:: DATA TO USE

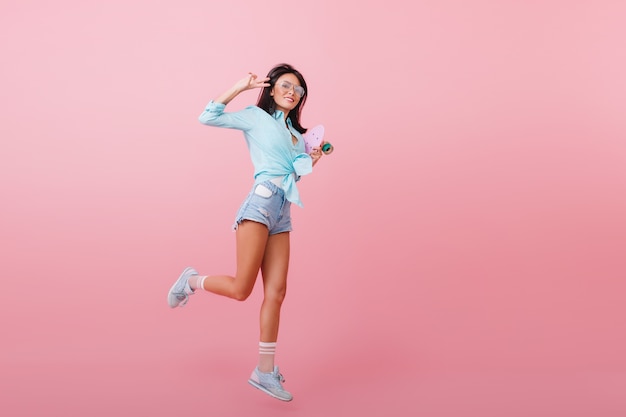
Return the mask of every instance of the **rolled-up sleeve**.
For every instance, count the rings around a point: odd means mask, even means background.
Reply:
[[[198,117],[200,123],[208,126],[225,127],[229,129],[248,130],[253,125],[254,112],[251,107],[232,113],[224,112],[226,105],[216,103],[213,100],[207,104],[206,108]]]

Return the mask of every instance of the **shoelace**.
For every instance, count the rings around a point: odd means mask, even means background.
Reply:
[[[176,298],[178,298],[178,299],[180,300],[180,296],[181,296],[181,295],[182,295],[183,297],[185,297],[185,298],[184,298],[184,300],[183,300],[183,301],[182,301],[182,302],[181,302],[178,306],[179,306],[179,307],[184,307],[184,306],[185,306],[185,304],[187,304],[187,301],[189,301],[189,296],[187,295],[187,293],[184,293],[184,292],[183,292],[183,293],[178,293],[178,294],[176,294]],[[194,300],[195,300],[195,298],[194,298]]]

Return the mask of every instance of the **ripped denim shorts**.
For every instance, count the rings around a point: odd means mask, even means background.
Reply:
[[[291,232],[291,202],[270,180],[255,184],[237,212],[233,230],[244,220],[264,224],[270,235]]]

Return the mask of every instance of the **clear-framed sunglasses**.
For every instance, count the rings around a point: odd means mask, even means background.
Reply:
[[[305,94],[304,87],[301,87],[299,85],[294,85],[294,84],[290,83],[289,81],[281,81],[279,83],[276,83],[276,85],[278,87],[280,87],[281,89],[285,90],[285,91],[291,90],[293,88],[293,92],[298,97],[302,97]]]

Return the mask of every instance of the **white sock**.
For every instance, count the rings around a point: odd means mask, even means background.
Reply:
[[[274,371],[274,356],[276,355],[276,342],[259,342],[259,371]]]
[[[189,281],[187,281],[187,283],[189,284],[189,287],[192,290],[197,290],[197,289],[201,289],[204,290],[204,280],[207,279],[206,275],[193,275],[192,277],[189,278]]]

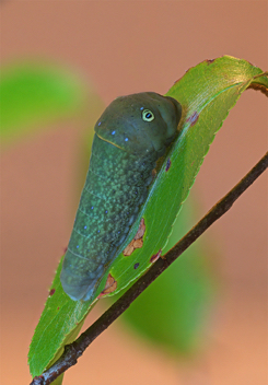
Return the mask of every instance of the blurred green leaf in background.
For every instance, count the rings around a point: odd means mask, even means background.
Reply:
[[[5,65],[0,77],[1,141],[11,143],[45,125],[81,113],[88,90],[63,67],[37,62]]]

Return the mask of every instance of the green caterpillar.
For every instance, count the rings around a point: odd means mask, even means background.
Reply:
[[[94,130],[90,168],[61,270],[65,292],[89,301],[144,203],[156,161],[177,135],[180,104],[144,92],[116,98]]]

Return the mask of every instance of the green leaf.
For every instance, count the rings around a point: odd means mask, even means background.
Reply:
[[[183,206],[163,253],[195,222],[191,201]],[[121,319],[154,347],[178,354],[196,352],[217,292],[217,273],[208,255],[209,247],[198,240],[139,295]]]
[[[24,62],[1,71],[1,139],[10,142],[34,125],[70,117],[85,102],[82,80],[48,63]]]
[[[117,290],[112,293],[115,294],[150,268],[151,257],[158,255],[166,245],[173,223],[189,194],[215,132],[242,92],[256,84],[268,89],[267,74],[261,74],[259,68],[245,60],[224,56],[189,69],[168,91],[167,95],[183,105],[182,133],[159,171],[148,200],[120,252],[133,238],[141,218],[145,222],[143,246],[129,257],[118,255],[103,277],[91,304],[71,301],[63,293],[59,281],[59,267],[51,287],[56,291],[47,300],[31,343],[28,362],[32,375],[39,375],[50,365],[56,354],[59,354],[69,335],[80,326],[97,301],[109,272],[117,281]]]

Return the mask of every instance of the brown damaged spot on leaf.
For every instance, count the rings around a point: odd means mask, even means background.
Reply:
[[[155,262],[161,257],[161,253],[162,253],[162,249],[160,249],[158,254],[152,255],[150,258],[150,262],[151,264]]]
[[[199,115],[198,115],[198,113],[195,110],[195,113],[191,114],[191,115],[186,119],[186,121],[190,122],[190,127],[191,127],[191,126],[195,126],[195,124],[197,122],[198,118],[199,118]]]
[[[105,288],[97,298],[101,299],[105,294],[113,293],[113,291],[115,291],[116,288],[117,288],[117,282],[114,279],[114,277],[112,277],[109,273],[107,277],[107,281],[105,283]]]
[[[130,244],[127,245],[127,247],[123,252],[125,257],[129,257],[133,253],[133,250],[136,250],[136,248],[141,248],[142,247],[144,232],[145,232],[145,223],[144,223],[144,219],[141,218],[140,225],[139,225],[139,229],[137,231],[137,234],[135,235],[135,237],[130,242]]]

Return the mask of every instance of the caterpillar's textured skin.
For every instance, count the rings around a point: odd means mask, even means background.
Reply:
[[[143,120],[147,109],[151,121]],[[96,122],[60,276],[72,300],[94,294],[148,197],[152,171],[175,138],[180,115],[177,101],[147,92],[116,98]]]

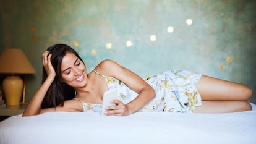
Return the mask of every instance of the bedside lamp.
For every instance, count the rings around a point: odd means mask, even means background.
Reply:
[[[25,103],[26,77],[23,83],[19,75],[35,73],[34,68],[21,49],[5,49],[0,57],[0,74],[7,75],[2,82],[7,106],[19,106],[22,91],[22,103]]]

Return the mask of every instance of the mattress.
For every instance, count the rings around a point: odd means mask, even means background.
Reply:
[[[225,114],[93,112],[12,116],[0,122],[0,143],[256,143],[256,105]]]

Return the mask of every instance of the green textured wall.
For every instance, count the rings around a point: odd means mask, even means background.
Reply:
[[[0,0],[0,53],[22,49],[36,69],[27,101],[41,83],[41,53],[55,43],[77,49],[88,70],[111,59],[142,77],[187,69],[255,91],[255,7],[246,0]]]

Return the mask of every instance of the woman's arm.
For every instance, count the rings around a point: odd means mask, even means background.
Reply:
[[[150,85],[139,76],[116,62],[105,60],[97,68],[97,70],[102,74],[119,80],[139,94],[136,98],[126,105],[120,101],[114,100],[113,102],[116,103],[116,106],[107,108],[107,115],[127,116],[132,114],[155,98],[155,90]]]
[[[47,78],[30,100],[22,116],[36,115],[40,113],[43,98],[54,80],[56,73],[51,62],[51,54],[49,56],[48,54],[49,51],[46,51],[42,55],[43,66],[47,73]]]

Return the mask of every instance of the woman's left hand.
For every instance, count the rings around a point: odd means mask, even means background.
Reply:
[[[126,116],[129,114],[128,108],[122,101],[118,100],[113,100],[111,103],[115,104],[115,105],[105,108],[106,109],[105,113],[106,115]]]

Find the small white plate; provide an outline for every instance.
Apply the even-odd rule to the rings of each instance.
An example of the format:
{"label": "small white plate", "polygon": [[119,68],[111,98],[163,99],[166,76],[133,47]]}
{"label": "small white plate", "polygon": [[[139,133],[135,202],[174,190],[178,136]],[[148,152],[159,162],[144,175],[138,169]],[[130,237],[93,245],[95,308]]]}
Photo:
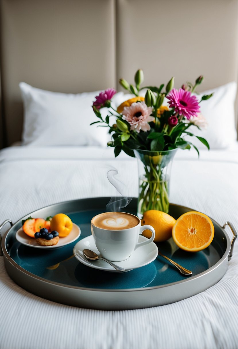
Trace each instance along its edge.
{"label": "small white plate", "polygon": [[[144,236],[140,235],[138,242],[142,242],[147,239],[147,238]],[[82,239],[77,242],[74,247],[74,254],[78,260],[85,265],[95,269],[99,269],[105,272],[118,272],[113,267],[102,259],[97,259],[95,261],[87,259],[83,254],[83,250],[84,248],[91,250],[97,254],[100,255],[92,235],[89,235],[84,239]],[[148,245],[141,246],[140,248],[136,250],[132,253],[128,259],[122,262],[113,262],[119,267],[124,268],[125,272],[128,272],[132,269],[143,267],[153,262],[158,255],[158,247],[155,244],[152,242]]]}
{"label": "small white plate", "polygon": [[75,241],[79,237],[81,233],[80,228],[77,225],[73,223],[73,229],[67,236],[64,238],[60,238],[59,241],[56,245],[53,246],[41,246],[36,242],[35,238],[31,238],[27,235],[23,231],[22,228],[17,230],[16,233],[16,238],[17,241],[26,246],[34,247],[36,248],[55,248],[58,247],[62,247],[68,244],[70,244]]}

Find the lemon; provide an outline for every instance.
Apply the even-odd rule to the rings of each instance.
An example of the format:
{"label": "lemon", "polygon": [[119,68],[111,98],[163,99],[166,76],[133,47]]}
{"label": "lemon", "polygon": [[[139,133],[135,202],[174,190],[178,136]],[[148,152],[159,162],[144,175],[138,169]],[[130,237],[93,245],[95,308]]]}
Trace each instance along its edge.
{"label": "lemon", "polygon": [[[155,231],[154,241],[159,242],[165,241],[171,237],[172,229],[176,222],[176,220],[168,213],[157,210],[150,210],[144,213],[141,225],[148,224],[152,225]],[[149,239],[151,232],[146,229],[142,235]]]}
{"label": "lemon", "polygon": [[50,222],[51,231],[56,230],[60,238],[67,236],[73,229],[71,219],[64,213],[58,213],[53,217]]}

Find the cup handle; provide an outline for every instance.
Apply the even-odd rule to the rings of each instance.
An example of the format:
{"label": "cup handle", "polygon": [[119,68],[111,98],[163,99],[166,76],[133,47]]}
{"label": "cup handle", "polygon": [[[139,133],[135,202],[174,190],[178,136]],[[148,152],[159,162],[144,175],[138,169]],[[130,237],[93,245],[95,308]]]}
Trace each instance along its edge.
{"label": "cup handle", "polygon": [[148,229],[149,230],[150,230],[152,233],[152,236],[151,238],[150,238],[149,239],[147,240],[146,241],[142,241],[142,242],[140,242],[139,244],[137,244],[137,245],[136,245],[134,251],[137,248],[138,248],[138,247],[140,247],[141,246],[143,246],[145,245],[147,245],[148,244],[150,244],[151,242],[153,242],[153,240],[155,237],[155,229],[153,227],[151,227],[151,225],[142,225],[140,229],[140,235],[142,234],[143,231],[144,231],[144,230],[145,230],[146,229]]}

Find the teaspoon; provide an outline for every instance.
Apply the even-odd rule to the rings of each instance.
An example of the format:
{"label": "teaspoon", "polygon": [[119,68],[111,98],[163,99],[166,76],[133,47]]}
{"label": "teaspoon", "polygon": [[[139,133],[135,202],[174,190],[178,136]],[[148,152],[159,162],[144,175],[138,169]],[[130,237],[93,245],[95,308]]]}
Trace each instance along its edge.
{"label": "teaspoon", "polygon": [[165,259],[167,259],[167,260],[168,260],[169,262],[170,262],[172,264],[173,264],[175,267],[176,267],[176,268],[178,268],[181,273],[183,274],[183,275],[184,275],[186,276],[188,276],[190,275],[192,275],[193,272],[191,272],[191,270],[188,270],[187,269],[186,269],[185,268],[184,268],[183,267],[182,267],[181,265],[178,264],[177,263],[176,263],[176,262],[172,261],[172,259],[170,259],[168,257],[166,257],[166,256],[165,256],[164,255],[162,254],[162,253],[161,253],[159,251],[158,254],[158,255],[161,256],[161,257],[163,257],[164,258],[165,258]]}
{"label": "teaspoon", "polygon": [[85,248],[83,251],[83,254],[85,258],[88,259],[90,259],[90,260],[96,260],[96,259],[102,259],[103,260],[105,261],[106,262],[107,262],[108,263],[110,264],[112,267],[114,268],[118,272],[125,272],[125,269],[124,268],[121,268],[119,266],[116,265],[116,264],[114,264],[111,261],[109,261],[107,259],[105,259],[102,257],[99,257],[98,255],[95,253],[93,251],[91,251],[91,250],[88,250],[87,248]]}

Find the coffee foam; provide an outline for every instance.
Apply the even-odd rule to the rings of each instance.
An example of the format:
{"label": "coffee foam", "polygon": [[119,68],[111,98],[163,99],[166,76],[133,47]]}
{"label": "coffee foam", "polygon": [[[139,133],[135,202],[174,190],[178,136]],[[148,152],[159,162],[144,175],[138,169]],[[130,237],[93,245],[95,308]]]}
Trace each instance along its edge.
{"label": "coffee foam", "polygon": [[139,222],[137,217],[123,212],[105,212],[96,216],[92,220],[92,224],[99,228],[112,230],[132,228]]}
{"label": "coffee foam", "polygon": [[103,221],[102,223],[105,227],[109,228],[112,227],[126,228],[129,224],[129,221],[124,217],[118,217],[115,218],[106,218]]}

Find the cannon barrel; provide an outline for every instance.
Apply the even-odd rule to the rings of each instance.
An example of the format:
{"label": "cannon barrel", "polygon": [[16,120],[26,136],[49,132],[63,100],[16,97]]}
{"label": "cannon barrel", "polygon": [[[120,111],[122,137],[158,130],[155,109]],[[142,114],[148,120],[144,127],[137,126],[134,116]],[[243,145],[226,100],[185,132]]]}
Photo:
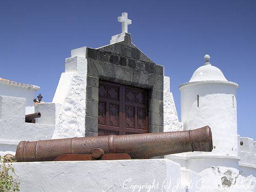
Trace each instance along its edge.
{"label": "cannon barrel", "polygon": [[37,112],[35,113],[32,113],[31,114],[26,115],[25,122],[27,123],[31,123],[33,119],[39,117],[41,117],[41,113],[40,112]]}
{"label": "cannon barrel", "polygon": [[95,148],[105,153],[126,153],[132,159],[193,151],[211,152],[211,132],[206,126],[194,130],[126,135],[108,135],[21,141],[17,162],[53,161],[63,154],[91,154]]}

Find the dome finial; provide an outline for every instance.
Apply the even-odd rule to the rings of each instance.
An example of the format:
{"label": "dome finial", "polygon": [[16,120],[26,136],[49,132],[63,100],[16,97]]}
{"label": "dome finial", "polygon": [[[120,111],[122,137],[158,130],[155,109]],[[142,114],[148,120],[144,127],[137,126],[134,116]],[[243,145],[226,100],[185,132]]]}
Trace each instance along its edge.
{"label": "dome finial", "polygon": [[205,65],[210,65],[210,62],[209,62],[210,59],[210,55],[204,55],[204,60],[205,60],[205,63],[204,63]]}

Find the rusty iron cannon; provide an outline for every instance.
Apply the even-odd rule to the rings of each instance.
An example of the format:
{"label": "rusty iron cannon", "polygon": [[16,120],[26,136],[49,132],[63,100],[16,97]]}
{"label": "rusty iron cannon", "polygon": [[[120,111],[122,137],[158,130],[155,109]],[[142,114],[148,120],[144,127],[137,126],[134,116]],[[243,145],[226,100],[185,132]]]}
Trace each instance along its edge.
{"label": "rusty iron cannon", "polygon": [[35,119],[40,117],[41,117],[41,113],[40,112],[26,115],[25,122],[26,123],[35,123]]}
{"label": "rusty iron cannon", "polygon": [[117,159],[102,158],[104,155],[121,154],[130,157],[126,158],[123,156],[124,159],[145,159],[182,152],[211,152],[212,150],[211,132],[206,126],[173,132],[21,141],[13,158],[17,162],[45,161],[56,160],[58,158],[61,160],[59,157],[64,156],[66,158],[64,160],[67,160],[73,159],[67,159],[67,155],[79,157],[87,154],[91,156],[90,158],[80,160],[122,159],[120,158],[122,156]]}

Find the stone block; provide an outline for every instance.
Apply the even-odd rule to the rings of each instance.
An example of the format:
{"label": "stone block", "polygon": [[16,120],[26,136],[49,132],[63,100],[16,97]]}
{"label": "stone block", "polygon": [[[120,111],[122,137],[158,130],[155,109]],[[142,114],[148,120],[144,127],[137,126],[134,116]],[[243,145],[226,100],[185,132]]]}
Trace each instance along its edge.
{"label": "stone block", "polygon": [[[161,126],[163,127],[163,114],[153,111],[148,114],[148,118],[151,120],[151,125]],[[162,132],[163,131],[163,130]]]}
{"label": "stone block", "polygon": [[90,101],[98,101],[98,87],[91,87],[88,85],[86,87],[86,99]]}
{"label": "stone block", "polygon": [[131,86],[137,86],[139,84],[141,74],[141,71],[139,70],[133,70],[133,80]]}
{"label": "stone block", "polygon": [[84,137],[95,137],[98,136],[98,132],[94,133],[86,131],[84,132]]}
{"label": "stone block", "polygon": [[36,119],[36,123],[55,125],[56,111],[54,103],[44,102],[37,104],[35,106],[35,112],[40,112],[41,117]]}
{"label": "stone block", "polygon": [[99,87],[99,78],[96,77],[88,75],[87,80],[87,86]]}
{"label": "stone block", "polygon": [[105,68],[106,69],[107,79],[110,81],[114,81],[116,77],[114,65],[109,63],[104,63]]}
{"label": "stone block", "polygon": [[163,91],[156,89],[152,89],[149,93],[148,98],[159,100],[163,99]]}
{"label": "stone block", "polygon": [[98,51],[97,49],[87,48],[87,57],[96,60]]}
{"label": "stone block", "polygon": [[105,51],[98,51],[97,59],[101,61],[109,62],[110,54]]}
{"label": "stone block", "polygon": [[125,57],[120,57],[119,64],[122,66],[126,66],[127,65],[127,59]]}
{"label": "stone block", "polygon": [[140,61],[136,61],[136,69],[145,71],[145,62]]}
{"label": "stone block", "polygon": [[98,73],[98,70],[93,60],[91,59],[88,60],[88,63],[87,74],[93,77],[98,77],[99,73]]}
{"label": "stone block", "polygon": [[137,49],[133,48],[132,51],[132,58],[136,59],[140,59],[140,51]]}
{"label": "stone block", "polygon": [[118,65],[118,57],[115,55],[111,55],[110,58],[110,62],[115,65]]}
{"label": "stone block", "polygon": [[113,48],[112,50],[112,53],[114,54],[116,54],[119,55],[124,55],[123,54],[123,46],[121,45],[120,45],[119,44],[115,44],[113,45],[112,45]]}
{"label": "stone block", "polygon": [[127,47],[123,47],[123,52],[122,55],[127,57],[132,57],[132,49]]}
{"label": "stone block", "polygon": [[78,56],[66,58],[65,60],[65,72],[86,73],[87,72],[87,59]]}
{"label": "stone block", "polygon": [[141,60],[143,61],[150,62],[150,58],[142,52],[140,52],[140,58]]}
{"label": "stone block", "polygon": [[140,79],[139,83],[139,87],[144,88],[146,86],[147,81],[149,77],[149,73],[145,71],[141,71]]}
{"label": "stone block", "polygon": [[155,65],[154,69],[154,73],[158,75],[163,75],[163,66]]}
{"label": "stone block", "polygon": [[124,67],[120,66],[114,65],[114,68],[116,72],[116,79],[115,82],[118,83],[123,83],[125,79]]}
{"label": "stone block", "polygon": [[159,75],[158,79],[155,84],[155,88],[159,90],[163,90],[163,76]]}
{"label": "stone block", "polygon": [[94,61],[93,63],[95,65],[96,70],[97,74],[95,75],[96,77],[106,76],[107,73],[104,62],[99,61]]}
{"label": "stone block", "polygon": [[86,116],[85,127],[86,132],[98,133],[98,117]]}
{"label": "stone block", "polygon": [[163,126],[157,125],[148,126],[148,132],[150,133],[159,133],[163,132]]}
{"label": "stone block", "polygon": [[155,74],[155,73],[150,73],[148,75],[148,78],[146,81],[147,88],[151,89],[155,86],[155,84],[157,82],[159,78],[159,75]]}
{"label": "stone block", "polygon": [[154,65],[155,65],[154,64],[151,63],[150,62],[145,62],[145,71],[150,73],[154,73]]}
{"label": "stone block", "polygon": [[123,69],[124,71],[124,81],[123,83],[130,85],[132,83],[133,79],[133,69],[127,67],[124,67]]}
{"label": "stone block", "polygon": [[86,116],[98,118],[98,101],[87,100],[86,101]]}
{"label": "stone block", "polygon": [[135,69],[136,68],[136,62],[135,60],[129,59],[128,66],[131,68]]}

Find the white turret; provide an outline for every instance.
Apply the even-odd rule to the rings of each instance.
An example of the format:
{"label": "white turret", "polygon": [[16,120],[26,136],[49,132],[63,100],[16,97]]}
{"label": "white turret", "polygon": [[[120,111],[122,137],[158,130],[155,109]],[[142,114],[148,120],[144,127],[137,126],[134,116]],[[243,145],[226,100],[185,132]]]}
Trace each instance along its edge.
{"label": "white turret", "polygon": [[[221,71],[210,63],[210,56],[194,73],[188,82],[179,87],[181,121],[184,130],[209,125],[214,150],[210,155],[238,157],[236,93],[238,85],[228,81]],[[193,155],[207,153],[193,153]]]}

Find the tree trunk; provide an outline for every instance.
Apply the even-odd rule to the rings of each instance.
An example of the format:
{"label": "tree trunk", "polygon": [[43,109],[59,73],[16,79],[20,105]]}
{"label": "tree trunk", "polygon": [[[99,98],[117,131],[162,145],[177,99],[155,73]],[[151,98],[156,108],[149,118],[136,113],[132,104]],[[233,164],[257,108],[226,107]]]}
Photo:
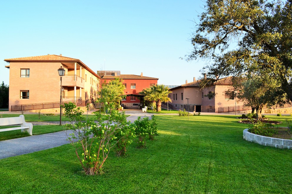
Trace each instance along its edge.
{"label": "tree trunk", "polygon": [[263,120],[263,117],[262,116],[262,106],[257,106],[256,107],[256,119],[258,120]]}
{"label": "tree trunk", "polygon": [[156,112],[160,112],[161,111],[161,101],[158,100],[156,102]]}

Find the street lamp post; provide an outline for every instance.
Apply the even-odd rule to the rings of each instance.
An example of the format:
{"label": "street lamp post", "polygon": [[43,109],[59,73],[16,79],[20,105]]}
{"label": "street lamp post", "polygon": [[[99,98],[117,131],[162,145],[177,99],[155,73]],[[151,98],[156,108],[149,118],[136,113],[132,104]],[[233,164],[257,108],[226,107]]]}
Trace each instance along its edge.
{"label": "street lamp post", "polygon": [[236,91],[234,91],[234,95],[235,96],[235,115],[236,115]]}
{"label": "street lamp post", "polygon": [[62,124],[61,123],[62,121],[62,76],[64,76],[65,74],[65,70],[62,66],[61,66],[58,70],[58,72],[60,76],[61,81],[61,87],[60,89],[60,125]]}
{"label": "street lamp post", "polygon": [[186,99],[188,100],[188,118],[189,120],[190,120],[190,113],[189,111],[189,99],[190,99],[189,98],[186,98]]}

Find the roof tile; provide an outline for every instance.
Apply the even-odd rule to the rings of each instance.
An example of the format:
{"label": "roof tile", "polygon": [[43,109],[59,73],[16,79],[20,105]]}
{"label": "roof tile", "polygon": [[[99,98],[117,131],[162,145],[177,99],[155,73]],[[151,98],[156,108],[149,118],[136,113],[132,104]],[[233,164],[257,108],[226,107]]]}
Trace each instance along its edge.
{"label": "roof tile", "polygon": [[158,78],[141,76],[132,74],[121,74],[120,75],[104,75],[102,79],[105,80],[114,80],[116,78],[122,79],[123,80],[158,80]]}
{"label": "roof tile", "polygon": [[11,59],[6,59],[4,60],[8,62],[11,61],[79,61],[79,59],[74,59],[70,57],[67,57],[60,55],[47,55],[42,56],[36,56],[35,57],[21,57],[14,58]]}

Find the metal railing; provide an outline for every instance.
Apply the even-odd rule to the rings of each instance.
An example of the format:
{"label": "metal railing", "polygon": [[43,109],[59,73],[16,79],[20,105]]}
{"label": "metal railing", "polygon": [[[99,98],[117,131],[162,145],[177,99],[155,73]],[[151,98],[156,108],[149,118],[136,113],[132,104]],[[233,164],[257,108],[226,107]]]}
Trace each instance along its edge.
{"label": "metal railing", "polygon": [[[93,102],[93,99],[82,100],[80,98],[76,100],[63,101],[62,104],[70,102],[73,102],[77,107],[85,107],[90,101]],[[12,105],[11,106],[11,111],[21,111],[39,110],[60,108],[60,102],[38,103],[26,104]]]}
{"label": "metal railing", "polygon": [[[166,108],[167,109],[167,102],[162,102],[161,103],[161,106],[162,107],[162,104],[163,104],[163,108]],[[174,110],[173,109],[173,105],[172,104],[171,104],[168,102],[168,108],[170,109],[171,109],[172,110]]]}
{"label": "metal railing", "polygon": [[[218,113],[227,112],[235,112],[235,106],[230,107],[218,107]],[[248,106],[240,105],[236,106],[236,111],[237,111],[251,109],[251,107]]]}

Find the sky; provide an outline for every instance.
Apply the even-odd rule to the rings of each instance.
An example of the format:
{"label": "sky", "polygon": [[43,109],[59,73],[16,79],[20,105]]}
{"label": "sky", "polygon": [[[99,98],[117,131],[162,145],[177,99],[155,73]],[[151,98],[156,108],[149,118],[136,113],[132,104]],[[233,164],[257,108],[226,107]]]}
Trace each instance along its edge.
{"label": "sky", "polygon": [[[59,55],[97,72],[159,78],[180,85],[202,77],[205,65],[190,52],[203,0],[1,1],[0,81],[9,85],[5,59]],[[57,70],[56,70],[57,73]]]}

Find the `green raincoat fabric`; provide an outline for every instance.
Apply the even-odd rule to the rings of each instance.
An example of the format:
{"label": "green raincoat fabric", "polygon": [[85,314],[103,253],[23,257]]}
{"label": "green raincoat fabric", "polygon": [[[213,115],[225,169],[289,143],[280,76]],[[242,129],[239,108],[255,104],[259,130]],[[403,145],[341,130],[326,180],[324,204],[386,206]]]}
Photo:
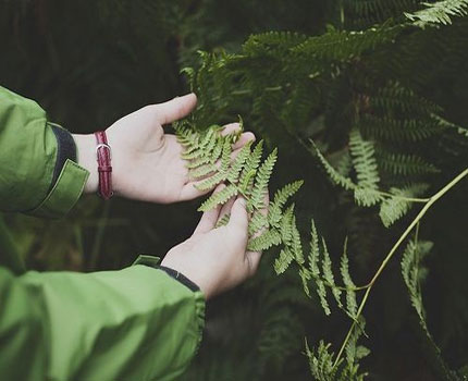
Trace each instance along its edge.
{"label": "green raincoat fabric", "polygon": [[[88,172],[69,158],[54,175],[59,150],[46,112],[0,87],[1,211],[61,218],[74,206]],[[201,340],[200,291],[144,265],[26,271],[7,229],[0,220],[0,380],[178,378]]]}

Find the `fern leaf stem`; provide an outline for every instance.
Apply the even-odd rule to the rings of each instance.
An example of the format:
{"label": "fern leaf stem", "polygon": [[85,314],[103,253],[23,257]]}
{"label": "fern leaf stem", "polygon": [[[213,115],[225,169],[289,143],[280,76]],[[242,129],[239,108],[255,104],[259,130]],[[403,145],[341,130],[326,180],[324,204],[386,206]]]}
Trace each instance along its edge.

::::

## YOUR INSTRUCTIONS
Gather every line of the listing that contains the string "raincoat", matching case exactly.

## RESULT FOR THIS EXERCISE
Find the `green raincoat fabric`; provide an outline for every instance.
{"label": "green raincoat fabric", "polygon": [[85,314],[103,253],[23,257]]}
{"label": "green raincoat fabric", "polygon": [[[213,115],[225,169],[289,143],[280,76]],[[242,129],[239,108],[255,104],[259,130]],[[403,145],[341,130],[326,180],[324,204],[386,206]]]}
{"label": "green raincoat fabric", "polygon": [[[88,172],[69,158],[54,175],[59,150],[46,112],[0,87],[1,211],[61,218],[74,206]],[[201,340],[200,291],[144,265],[26,271],[7,229],[0,220],[0,380],[178,378]]]}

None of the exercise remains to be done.